* [Directive]
Rewrite the listing below as a JSON list of strings, one string per line and no blank lines. Cover only the lines from the line containing "Where can the wooden" through the end of the listing.

* [Records to process]
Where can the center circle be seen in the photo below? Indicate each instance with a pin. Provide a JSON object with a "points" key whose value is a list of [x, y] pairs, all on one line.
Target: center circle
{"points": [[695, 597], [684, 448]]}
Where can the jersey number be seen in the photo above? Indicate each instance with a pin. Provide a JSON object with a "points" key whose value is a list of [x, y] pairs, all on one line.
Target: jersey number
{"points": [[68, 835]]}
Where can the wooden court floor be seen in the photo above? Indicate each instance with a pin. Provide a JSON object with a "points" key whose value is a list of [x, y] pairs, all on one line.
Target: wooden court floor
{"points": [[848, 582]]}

* [Full output]
[
  "Where can the wooden court floor be seen in the photo above? Indicate each instance with a pin. Provide a JSON object with a \"points\" key whose value is a list of [x, y] pairs, all on one line.",
  "Target: wooden court floor",
  "{\"points\": [[848, 582]]}"
]